* [REQUIREMENT]: Could you reproduce every line of the data below, with each answer coordinate shifted up by 114 and all other text left unchanged? Omit the pictures.

### INPUT ROWS

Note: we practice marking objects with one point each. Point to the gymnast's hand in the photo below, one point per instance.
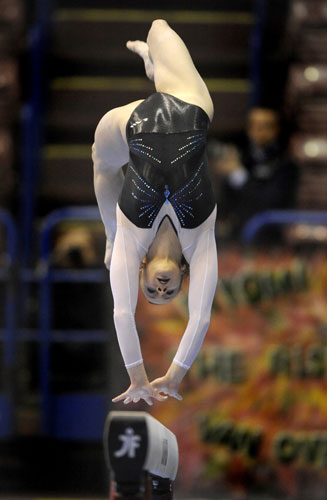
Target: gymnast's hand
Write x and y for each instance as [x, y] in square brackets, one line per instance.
[140, 388]
[169, 383]
[136, 392]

######

* [SOLUTION FOR THIS EXERCISE]:
Note: we practice marking objects with one point each. Point to the gymnast's hand in the photo below, one point per instance.
Target: gymnast's hand
Write x and y for each instance as [x, y] in square brackets, one line per instance.
[254, 502]
[283, 497]
[250, 506]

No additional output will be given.